*SOURCE EXTRACT:*
>> Begin

Advertisement
Advertisement
Belarus
Get more with myNEWS
A personalised news feed of stories that matter to you
Learn more
Despite having the world’s biggest foreign exchange reserves, China still pegs its currency to the US dollar. Photo: Reuters

Why does China still have a ‘pegged’ currency, like those of Iran, Laos, Belarus?

Time is ripe for world’s second-largest economy to cut the ties that bind yuan to the US dollar, expert says

Belarus

China should finally free its currency from the US dollar peg to which it has been tied for more than 30 years, a leading Chinese economist said.

As the world’s second-largest economy, it was no longer appropriate for the country to have an exchange rate system akin to those used by Iran, Belarus, Ethiopia, Uzbekistan or Laos, Yu Yongding, was quoted as saying in an interview published on Monday by China Securities Journal.

The long time advocate for a market-based exchange rate system – he was an adviser to the People’s Bank of China when in 2005 it first announced plans to free the yuan from the dollar – said it was time for the current “soft pegging” system to be discontinued.

“The time to turn to a free float [yuan] exchange rate is basically ripe after more than 20 years of trials,” the senior research fellow at the Chinese Academy of Social Sciences said.

The present economic conditions – stable economic growth, reduced capital outflows and lower expectations of a yuan depreciation – were ideal for Beijing to complete “the historic mission” and let the market, not the central bank, finally decide the currency’s value.

China’s exchange rate system can be traced back to 1994, when Beijing unified several existing values and “pegged” its currency at 8.70 yuan to the US dollar.

In 2005, the government said it wanted to liberalise the currency and promptly devalued the currency by 2 per cent. Despite that first move, China has never fully succeeded in removing its ties to the US dollar.

The government continues to maintain strict controls on the yuan’s movement – allowing it to appreciate or depreciate just 2 per cent from a “midpoint price” set daily by the central bank. Earlier this year, the People’s Bank of China adopted a “counter cyclical factor”, which gives it – rather than the market – even greater ability to control the currency’s value.

>> End

*DIRECTIONS FOR THIS TASK:* Please copy everything from "China’s exchange rate" down to "ties to the US dollar." in the news article on China's currency peg, swapping "Beijing" for "the central government". The lines that follow come from a separate source.

*DATA LINES:*
>> Begin

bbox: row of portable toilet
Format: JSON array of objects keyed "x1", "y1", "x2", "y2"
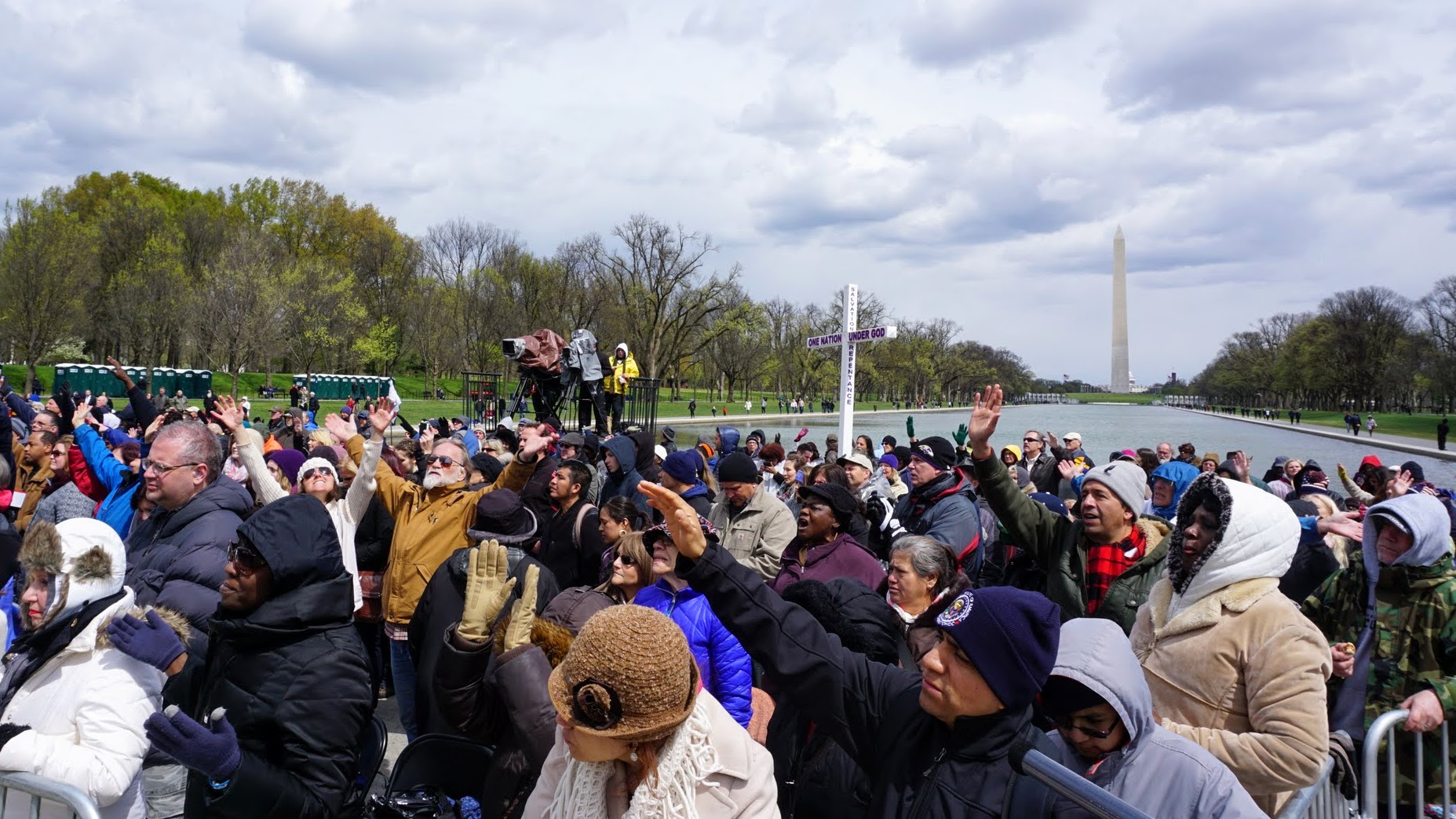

>> End

*EXERCISE RESPONSE:*
China’s exchange rate system can be traced back to 1994, when the central government unified several existing values and “pegged” its currency at 8.70 yuan to the US dollar.

In 2005, the government said it wanted to liberalise the currency and promptly devalued the currency by 2 per cent. Despite that first move, China has never fully succeeded in removing its ties to the US dollar.